Harga Minyak Turun Terseret Lemahnya Data Manufaktur China dan Jepang
Harga minyak turun pada perdagangan hari ini, Senin (1/8/2022), menyusul dirilisnya data manufaktur China dan Jepang untuk bulan Juli
Penulis: Nur Febriana Trinugraheni
Editor: Sanusi
Laporan Wartawan Tribunnews.com, Nur Febriana Trinugraheni
TRIBUNNEWS.COM, SINGAPURA - Harga minyak turun pada perdagangan hari ini, Senin (1/8/2022), menyusul dirilisnya data manufaktur China dan Jepang untuk bulan Juli yang menunjukkan melemahnya aktivitas manufaktur di dua negara tersebut, sehingga membebani prospek permintaan di pasar bahan bakar.
Dikutip dari Reuters, harga minyak mentah berjangka Brent turun 0,8 persen atau 82 sen menjadi 103,15 dolar AS per barel pada pukul 06:08 GMT. Harga minyak mentah West Texas Intermediate (WTI) AS berada di level 97,44 dolar AS per barel, setelah turun 1,2 persen atau 1,18 dolar AS.
Kebijakan penguncian atau lockdown Covid-19 baru di Beijing telah mempengaruhi aktivitas pabrik di China yang terlihat meningkat di bulan Juni lalu, sehingga dikhawatirkan dapat menurunkan permintaan pasokan mengingat China adalah importir minyak mentah terbesar di dunia.

+-------+

### SOAL LATIHAN:
• 1. Tentukan apakah pernyataan (a), (b), dan (c) sesuai dengan bacaan tentang harga minyak. Jawab ya atau tidak, lalu kutip kata-kata dari bacaan yang menjadi dasarnya.
(a) Harga minyak mentah berjangka Brent turun 82 sen menjadi 103,15 dolar AS per barel.
(b) Harga minyak mentah WTI naik 1,2 persen.
(c) China disebut sebagai importir minyak mentah terbesar di dunia.
• 2. Tuliskan lanjutan bacaan tentang harga minyak, dimulai setelah kalimat terakhirnya.
Baris-baris data berasal dari sumber lain, bukan dari bacaan tentang harga minyak.

### DATA YANG DIKAJI:
+-------+

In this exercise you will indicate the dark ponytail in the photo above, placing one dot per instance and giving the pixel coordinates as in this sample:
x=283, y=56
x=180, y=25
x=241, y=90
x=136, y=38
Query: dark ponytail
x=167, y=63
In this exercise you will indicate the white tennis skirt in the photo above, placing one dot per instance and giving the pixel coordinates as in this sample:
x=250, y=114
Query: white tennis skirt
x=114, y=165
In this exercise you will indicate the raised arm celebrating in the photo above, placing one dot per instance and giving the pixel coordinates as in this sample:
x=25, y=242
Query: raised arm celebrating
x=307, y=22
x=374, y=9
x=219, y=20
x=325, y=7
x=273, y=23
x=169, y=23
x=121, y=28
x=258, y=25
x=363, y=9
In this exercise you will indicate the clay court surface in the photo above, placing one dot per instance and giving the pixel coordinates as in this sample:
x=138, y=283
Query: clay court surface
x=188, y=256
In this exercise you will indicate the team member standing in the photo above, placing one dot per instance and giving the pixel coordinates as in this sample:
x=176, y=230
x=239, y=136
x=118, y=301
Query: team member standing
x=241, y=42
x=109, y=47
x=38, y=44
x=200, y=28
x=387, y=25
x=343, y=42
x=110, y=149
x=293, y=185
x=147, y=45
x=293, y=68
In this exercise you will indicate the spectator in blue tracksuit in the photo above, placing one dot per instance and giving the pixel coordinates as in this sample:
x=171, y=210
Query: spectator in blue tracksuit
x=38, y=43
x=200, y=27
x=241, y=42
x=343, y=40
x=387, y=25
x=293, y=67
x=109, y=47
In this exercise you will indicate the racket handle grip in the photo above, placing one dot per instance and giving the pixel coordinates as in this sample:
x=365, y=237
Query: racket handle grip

+-------+

### KUNCI JAWABAN:
• 1.
(a) Ya: "harga minyak mentah berjangka Brent turun 0,8 persen atau 82 sen menjadi 103,15 dolar AS per barel"
(b) Tidak: "setelah turun 1,2 persen atau 1,18 dolar AS"
(c) Ya: "China adalah importir minyak mentah terbesar di dunia"

• 2.
Baca juga: Banyak Negara Dilanda Krisis Energi, Produksi Minyak Libya Malah Naik 1,2 Juta BPH
Data manufaktur China yang dirilis hari ini menunjukkan, indeks manajer pembelian manufaktur (PMI) Caixin/Markit turun menjadi 50,4 di bulan Juli, dari sebelumnya 51,7 di bulan Juni.
Aktivitas manufaktur Jepang di bulan Juli juga terlihat menurun, menuju ke level terendahnya dalam 10 bulan terakhir.
"PMI manufaktur China yang mengecewakan adalah faktor utama yang menekan harga minyak hari ini. Data menunjukkan kontraksi mengejutkan dari kegiatan ekonomi, menunjukkan bahwa pemulihan ekonomi terbesar kedua di dunia dari penguncian covid mungkin tidak sepositif yang diharapkan sebelumnya, yang menggelapkan prospek permintaan pasar minyak mentah," kata analis CMC Markets Tina Teng.
Baca juga: Berkah Lonjakan Harga Minyak, Ekonomi Arab Saudi Melesat 11,8 Persen di Q2 2022
Brent dan WTI mengakhiri perdagangan di bulan Juli dengan kerugian bulanan kedua berturut-turut untuk pertama kalinya sejak tahun 2020. Hal ini diperkirakan karena melonjaknya inflasi dan suku bunga, sehingga menambah ketakutan akan terjadinya resesi yang dapat mengikis permintaan bahan bakar.
Pelaku pasar bahan bakar juga sedang bersiap menunggu hasil pertemuan OPEC dan produsen minyak lainnya minggu ini.
Organisasi Negara Pengekspor Minyak (OPEC) dan sekutunya termasuk Rusia, atau yang dikenal sebagai OPEC+, akan mengadakan pertemuan pada Rabu (3/8/2022) mendatang untuk mendiskusikan produksi minyak September.
Pertemuan tersebut terjadi setelah Presiden Amerika Serikat (AS) Joe Biden mengadakan kunjungan ke Arab Saudi bulan lalu.
"Sementara kunjungan Presiden Biden ke Arab Saudi tidak menghasilkan pengiriman minyak langsung, kami percaya bahwa Kerajaan akan membalas dengan terus meningkatkan produksi secara bertahap," kata seorang analis di RBC Capital, Helima Croft.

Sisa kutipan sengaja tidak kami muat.